◆ **What to work on**:
All entries are to be given again verbatim.

Material to process start

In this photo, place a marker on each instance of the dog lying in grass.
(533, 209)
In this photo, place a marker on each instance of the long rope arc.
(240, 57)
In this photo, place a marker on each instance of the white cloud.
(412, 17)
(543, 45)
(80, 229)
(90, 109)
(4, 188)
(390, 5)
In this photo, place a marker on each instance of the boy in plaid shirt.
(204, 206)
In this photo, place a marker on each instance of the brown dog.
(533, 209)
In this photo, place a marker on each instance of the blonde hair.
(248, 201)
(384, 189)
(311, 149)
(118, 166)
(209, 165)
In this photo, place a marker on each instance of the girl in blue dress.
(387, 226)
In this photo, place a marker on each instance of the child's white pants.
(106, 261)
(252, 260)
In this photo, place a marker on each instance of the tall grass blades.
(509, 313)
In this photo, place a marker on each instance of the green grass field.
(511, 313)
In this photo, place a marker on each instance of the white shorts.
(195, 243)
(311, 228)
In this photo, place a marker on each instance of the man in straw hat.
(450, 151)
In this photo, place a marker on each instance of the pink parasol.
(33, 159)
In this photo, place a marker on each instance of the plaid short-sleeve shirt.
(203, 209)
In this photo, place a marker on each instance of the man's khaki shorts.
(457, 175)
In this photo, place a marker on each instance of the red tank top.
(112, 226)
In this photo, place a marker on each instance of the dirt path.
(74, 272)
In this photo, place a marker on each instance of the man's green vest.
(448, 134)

Material to process end

◆ **Result of the exercise**:
In this photo, place a marker on each instance of the dog lying in grass.
(533, 209)
In this photo, place a marker on each instance of the long rope arc.
(240, 57)
In this photo, place a marker on each instance of the white cloud.
(412, 17)
(543, 45)
(80, 229)
(90, 109)
(4, 188)
(390, 5)
In this photo, place a marker on each instance of the boy in plaid shirt.
(204, 206)
In this photo, place a marker on each instance of the brown dog.
(533, 209)
In this photo, place a marker on each instance of the blonde hair.
(248, 201)
(384, 189)
(311, 149)
(118, 166)
(209, 165)
In this photo, place a marker on each instance of the girl in blue dress.
(387, 226)
In this photo, place a marker on each instance of the child's white pants.
(106, 261)
(252, 260)
In this photo, place a marker on each instance of the tall grass blades.
(509, 313)
In this photo, place a marker on each instance of the green grass field.
(511, 313)
In this photo, place a marker on each instance of the white shorts.
(195, 243)
(311, 228)
In this photo, place a marker on each instance of the man in straw hat.
(450, 151)
In this photo, place a marker on each instance of the pink parasol.
(33, 159)
In this photo, place a marker on each instance of the plaid short-sleeve shirt.
(203, 209)
In this photo, place a marker on each instance of the man's khaki shorts.
(457, 175)
In this photo, place a marker on each instance of the red tank top.
(112, 226)
In this photo, place a marker on each instance of the dirt path.
(74, 272)
In this photo, place a marker on each instance of the man's green vest.
(448, 134)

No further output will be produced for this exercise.